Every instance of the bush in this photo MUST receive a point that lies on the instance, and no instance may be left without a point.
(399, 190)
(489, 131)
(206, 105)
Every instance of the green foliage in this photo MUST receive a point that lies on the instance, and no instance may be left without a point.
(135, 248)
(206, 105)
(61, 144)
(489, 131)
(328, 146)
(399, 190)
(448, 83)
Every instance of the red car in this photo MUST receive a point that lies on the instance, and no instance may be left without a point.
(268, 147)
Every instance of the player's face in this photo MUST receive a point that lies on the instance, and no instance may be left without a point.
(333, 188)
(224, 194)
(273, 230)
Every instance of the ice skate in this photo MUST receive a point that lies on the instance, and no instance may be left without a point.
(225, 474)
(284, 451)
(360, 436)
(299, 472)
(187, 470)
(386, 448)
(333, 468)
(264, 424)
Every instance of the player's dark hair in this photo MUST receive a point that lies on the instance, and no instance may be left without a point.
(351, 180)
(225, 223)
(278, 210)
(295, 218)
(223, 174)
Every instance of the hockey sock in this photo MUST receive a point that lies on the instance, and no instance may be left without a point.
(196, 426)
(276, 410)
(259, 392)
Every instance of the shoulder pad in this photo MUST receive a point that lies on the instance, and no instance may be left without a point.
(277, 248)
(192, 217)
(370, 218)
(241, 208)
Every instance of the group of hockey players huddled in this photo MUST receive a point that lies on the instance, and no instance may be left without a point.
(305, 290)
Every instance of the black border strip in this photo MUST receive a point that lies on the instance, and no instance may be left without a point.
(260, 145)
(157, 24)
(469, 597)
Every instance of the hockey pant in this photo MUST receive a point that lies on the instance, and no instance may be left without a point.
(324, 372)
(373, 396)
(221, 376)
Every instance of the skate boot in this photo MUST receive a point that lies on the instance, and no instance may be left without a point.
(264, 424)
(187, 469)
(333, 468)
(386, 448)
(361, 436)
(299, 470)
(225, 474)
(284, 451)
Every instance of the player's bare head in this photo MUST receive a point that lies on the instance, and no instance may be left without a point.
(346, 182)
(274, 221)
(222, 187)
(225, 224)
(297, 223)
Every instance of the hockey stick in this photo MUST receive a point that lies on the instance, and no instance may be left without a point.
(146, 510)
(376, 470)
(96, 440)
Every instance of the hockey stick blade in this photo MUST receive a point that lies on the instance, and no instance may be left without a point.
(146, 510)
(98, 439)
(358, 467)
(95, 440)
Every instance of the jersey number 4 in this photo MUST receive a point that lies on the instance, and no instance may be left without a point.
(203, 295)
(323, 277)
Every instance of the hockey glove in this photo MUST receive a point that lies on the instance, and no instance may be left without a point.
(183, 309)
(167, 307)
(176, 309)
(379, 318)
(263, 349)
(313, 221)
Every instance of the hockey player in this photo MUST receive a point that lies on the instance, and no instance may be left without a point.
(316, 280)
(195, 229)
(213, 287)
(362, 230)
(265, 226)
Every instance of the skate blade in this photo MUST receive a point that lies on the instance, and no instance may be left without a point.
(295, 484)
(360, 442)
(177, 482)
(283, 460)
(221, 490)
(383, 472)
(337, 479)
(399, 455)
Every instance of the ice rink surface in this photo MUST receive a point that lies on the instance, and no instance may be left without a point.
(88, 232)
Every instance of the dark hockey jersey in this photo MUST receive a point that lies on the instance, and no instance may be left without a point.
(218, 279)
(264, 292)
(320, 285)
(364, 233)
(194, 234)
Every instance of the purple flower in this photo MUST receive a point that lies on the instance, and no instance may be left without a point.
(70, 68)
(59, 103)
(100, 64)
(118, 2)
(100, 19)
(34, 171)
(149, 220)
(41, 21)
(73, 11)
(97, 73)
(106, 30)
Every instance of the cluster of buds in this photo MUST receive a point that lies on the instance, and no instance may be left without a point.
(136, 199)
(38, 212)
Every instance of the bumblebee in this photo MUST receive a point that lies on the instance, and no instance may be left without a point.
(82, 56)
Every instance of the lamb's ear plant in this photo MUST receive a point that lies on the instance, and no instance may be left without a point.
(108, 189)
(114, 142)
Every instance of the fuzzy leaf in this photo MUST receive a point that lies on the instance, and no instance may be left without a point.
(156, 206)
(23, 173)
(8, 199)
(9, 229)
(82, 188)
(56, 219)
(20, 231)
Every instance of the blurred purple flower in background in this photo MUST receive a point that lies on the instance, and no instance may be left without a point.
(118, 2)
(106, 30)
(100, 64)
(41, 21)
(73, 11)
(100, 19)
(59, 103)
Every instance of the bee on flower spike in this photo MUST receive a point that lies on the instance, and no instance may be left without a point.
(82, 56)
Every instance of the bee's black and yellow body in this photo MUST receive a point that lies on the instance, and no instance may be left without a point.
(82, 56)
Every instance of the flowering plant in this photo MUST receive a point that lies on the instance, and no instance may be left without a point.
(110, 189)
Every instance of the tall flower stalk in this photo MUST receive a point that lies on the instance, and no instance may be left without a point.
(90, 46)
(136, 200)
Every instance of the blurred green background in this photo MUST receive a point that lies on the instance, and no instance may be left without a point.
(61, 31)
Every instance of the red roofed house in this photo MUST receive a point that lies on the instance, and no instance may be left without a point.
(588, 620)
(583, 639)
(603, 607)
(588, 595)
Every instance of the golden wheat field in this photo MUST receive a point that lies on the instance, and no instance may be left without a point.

+---+

- _What you should do_
Go back to the listing above and please repeat it exactly.

- _Expected answer_
Every instance of the bush in this photo MUST receive a point that lies on the instance, and no instance may be left without a point.
(399, 190)
(489, 131)
(206, 105)
Every instance of the green foliage in this photo MUST receive a point that lies on the instance, and no instance may be left without a point.
(135, 248)
(206, 105)
(61, 144)
(489, 131)
(328, 146)
(399, 190)
(448, 83)
Every instance of the red car in this photo MUST receive a point that lies on the instance, and no instance may be left without a point.
(268, 147)
Every instance of the player's face in this photo MUST receive a point that lies on the instance, and no instance may be left without a point.
(333, 188)
(224, 194)
(273, 230)
Every instance of the ice skate in this photo MUST receive a point that lies on the instance, and no instance may be left without a point.
(225, 474)
(284, 451)
(360, 436)
(299, 472)
(187, 470)
(386, 448)
(333, 468)
(264, 424)
Every instance of the player's dark hair in this photo MUST receive a point that lies on the instance, and no instance may be left without a point.
(351, 180)
(225, 223)
(278, 210)
(295, 218)
(223, 174)
Every instance of the hockey sock in this photo MUST receive a point that lies on the instance, and no instance may be left without a point.
(196, 426)
(276, 410)
(259, 392)
Every instance of the shoulder pad in this photo MUST receive a point that lies on the instance, and no instance may be left without a point.
(277, 248)
(192, 217)
(370, 218)
(241, 208)
Every instance of the group of hockey players huddled in this photo MUST receive a point that lies on the instance, and no instance may be left without a point.
(305, 290)
Every instance of the black border strip in this photo MUST receive a point that lies on the instance, and no instance may be left without a point.
(260, 145)
(157, 24)
(469, 597)
Every instance of the hockey pant in this photo MUST receive a point that lies on the instance, and no instance may be left without a point.
(324, 372)
(373, 396)
(221, 376)
Every instance of the skate boot in this photo MUST receive a point that lies on the instance, and no instance may be left without a point.
(264, 424)
(187, 469)
(333, 468)
(386, 448)
(361, 436)
(299, 470)
(225, 474)
(284, 451)
Every instance of the player's bare head in this photo MUST receive a point that lies on the instance, and no instance may be left without a point.
(346, 182)
(274, 221)
(222, 187)
(225, 224)
(297, 223)
Every instance of the hockey stick in this photo MUST receive a point that lies on the instance, and no instance may be left without a point.
(146, 510)
(376, 470)
(96, 440)
Every instance of the hockey stick blade in this photo MUST receive a point that lies on the instance, and no instance may be left without a point.
(146, 510)
(98, 439)
(358, 467)
(95, 440)
Every instance of the jersey number 4 in this photo MUST receive a point that lies on the instance, and no instance may be left without a point.
(203, 295)
(323, 277)
Every instance of the hockey glove in this photo MUST receive a point that lies on the instance, and no instance may be left without a point.
(183, 309)
(167, 307)
(176, 309)
(379, 318)
(263, 349)
(313, 221)
Every instance of the hockey player in this photo MUST receive a point that lies on the instance, and no instance may be left without a point.
(316, 280)
(195, 229)
(213, 287)
(362, 230)
(265, 226)
Every instance of the skate blade in this photo MUST receive a point that lies on the instance, and no instance may be left without a point.
(295, 484)
(360, 442)
(177, 482)
(283, 460)
(221, 490)
(383, 472)
(337, 479)
(399, 455)
Every instance of the ice rink surface in this photo MUST receive a point that lies on the instance, and no instance may be left without a point.
(88, 232)
Every instance of the dark hockey jersey in this photo MUST receive a point that lies on the instance, and no instance may be left without a point.
(218, 279)
(264, 292)
(320, 285)
(364, 233)
(194, 234)
Every instance of the purple flower in this photo MUST receive a point that lies on the instance, and no instance may be left without a point.
(70, 68)
(59, 103)
(100, 64)
(118, 2)
(100, 19)
(34, 171)
(149, 220)
(41, 21)
(73, 11)
(97, 73)
(106, 30)
Every instance of the cluster of buds in this photo MUST receive a point that lies on the instance, and no instance may be left without a point.
(136, 199)
(38, 212)
Every instance of the bumblebee in this photo MUST receive a point that lies on the instance, and no instance may be left without a point.
(82, 56)
Every instance of the lamb's ear plant in this photo MUST receive a point that lies on the instance, and no instance may be left without a point.
(108, 189)
(114, 142)
Every instance of the fuzzy leaf in this photo MUST receive a point that lies on the instance, and no instance may be left without a point.
(156, 206)
(23, 173)
(8, 199)
(9, 229)
(82, 188)
(56, 219)
(20, 231)
Every instance of the blurred purple flower in background in this photo MUST receive a point that lies on the instance, and no instance may be left without a point.
(118, 2)
(106, 30)
(100, 64)
(41, 21)
(73, 11)
(100, 19)
(59, 103)
Every instance of the bee on flower spike in this photo MUST receive a point that lies on the instance, and no instance may be left without a point.
(82, 56)
Every instance of the bee's black and yellow body in this photo MUST receive a point that lies on the instance, and no instance may be left without a point.
(82, 56)
Every instance of the flowering plant in this photo MUST receive a point that lies on the instance, and no instance may be left without a point.
(110, 189)
Every instance of the tall flower stalk in this photo MUST receive a point that lies on the instance, and no instance may be left without a point.
(90, 46)
(136, 200)
Every instance of the blurred green background in this photo MUST receive a point that lies on the instance, and no instance may be left without a point.
(61, 31)
Every instance of the red roofed house in this photo MUST receive a point that lies on the instance, and no instance may be left without a point.
(588, 620)
(583, 639)
(603, 607)
(588, 595)
Every instance of the golden wheat field in this photo MUST receive a point that lies on the instance, and no instance may be left without a point.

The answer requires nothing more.